YOUR GOAL:
Please copy every entry below, changing "one point per instance" to "one point per object" wherever it appears and leaving all else the same.

DATA TO USE:
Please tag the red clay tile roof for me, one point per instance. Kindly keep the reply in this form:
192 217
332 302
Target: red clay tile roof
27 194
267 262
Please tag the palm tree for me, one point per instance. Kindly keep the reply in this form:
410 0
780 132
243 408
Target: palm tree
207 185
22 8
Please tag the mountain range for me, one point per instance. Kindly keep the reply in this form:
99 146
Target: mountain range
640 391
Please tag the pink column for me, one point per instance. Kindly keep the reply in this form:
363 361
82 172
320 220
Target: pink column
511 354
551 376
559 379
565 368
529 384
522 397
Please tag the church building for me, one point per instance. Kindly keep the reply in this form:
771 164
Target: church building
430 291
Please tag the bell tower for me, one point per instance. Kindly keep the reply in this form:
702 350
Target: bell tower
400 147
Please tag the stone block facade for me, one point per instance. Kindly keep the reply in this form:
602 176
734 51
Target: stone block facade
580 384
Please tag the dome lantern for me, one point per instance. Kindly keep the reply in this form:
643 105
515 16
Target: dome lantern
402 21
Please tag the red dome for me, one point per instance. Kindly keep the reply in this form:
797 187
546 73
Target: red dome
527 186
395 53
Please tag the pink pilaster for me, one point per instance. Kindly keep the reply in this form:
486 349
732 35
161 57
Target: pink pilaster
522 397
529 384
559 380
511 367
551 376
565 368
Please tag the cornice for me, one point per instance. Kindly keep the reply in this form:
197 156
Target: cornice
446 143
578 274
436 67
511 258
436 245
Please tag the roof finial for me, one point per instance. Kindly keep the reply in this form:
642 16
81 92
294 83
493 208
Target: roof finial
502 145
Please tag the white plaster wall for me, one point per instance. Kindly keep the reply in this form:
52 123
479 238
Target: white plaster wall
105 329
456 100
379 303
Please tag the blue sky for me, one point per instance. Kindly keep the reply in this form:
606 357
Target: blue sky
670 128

FINAL RESULT:
Please tag the red clay tile roof for me, one point per object. Kindly keep the reply in this form:
192 217
332 302
Target: red clay tile roof
27 194
267 262
Please tag the palm tree for me, one point per object. Kindly keep the reply in this form:
410 0
780 132
243 408
Target: palm tree
207 185
22 8
Please tag the mountain range for me, one point per object. Kindly keep the reply in this form:
99 146
Target: mountain range
640 391
Please tag the pink column for me, one point per object. Kindly keep the reply in this form:
363 361
82 172
320 220
Target: pink column
511 354
551 376
559 379
565 368
529 384
522 397
Please tag the church building for me, one point per object. Kindly keep the reply in this form:
771 164
Target: church building
430 291
Please tag the bell tower for me, one point per object. Kindly keep the reply in this form:
702 350
Target: bell tower
400 147
Please tag the stone block facade for me, one point per object. Kindly keep the reply in this form:
602 176
734 51
Target: stone block facade
580 384
Please tag the dome lantern for me, one point per object. Kindly keep the reply in this form:
643 105
515 16
Target: dome lantern
402 21
Please tag the red dome for me, one point per object. Kindly keep the reply in this form:
797 187
546 73
Target: red dome
527 186
395 53
Please tag the pink pilaster for me, one point per object. Kindly keep the reply in this form:
486 349
732 35
161 57
Target: pink pilaster
522 397
529 384
559 380
511 367
551 376
565 368
Please tag the cornice for me, one point per object. Kindly keep the reply in this form:
197 156
Target: cornice
446 143
578 274
436 67
511 258
436 245
Please tag the roof finial for me, one point per object. Kindly keep the reply in this form:
642 16
81 92
294 83
493 208
Target: roof finial
502 145
Please tag the white plaster wall for me, one point per object. Kindly keep the reply in this form:
52 123
479 238
Target: white plaster wall
105 329
456 100
379 303
Please tag the blue sky for me, one point per object. Kindly keep the reply in this form:
606 357
Target: blue sky
670 128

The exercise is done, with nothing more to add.